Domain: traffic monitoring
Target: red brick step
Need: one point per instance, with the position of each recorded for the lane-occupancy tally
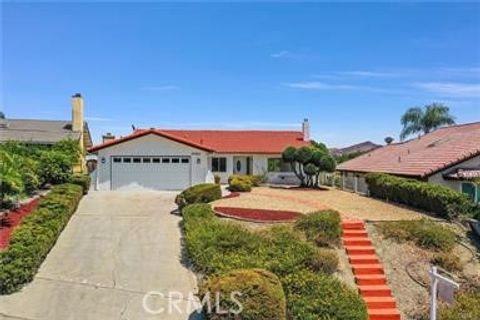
(370, 279)
(380, 302)
(355, 249)
(379, 290)
(383, 314)
(367, 269)
(363, 258)
(356, 241)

^^^^

-- WORK ORDER --
Could you copy out every record exactly, minus the pictures?

-- SOLUTION TO THIS TASK --
Domain: traffic monitoring
Target: red brick step
Need: one point per instance, with the position of each recorded for the lane-occupancy tally
(370, 279)
(380, 302)
(355, 249)
(379, 290)
(383, 314)
(367, 269)
(363, 258)
(356, 241)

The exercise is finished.